Train Graph Neural Networks with AUPRC Loss
Introduction
In this tutorial, you will learn how to quickly train a GNN
model by optimizing AUPRC with our novel APLoss
and SOAP
optimizer
[ref] on a binary molecule
classification task from ogbg-molpcba dataset. After completion of this
tutorial, you should be able to use LibAUC to train your own models
on your own datasets.
Reference:
If you find this tutorial helpful, please acknowledge our library and cite the following papers:
@inproceedings{yuan2023libauc,
title={LibAUC: A Deep Learning Library for X-Risk Optimization},
author={Zhuoning Yuan and Dixian Zhu and Zi-Hao Qiu and Gang Li and Xuanhui Wang and Tianbao Yang},
booktitle={29th SIGKDD Conference on Knowledge Discovery and Data Mining},
year={2023}
}
@article{qi2021stochastic,
title={Stochastic Optimization of Areas Under Precision-Recall Curves with Provable Convergence},
author={Qi, Qi and Luo, Youzhi and Xu, Zhao and Ji, Shuiwang and Yang, Tianbao},
journal={Advances in Neural Information Processing Systems},
volume={34},
year={2021}
}
Install LibAUC
Let’s start with installing our library here. In this tutorial, we will use the lastest version for LibAUC by using pip install -U
.

PROBLEM 1 ▸ In the GNN tutorial, what is the stated purpose of using pip install -U when installing LibAUC? Answer in one to three sentences.
PROBLEM 2 ▸ Write out the part of the GNN tutorial from "Train Graph Neural" to "your own datasets." word for word.
PROBLEM 3 ▸
Answer these questions from the GNN tutorial:
(a) Which dataset is the binary molecule classification task taken from?
(b) At which conference was the LibAUC paper published?
(c) What volume number is given for the article on optimizing areas under precision-recall curves?

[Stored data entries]
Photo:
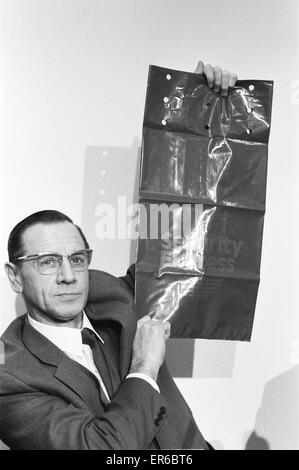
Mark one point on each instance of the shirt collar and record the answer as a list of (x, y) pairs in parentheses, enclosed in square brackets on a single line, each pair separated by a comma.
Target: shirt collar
[(67, 339)]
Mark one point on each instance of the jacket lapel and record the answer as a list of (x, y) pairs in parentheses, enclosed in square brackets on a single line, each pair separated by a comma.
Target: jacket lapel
[(123, 320), (67, 371)]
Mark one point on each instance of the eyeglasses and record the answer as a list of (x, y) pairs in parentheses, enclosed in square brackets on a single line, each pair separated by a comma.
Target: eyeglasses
[(50, 263)]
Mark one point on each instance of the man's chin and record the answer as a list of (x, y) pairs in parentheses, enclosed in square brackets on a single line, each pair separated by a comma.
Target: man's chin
[(68, 311)]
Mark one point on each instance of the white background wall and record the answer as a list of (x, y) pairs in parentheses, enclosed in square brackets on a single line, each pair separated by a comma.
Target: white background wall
[(73, 75)]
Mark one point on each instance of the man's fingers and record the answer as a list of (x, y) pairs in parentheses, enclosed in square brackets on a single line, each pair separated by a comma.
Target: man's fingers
[(200, 67), (224, 82), (232, 80), (217, 78), (167, 330), (209, 74), (143, 320)]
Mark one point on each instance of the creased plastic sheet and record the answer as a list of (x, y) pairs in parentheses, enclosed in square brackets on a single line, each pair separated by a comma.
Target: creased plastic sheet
[(202, 204)]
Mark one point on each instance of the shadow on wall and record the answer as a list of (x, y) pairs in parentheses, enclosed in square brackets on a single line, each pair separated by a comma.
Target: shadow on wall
[(277, 420)]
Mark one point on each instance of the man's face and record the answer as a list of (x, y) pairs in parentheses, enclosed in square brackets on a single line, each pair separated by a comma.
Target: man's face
[(57, 298)]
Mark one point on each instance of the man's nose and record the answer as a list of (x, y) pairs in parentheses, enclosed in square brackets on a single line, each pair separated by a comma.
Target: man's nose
[(66, 273)]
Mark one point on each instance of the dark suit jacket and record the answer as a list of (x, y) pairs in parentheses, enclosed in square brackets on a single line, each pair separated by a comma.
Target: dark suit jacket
[(47, 401)]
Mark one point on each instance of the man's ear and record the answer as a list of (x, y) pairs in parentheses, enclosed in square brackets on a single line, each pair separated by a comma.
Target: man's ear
[(14, 277)]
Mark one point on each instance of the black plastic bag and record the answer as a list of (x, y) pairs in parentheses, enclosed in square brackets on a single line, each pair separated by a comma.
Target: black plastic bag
[(202, 197)]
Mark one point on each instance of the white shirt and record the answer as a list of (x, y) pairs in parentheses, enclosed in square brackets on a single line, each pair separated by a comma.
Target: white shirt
[(69, 340)]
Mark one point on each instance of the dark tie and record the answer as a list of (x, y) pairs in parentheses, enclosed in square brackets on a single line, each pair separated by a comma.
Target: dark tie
[(88, 337)]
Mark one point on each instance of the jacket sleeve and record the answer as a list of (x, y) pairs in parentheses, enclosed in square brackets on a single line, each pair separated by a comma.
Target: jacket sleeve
[(32, 419)]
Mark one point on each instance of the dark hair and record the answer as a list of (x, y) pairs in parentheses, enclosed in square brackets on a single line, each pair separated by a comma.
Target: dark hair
[(15, 241)]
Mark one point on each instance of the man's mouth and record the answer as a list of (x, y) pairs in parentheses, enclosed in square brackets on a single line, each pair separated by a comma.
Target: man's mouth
[(69, 295)]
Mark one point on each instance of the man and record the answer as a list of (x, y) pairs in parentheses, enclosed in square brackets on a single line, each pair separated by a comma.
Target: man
[(80, 372)]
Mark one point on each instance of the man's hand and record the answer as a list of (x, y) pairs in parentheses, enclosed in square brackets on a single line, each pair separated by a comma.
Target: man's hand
[(218, 79), (149, 346)]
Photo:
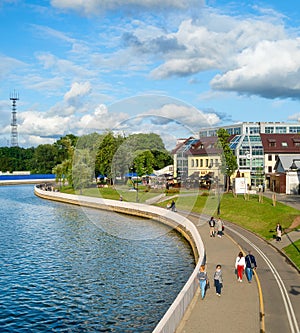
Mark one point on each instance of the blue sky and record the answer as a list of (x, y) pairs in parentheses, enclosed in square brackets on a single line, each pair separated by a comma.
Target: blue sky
[(169, 67)]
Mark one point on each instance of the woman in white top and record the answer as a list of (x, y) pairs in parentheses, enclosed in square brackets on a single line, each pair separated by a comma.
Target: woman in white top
[(240, 265)]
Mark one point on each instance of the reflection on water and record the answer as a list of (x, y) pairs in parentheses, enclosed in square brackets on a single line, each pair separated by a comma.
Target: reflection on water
[(61, 272)]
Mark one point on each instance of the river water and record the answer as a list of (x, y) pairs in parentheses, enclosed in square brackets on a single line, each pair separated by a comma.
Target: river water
[(61, 272)]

WORKED SOLUTION 1 ▸ The tutorial uses pip install -U so that it works with the latest version of LibAUC.

WORKED SOLUTION 2 ▸
Train Graph Neural Networks with AUPRC Loss
Introduction
In this tutorial, you will learn how to quickly train a GNN
model by optimizing AUPRC with our novel APLoss
and SOAP
optimizer
[ref] on a binary molecule
classification task from ogbg-molpcba dataset. After completion of this
tutorial, you should be able to use LibAUC to train your own models
on your own datasets.

WORKED SOLUTION 3 ▸
(a) The ogbg-molpcba dataset.
(b) The 29th SIGKDD Conference on Knowledge Discovery and Data Mining.
(c) Volume 34.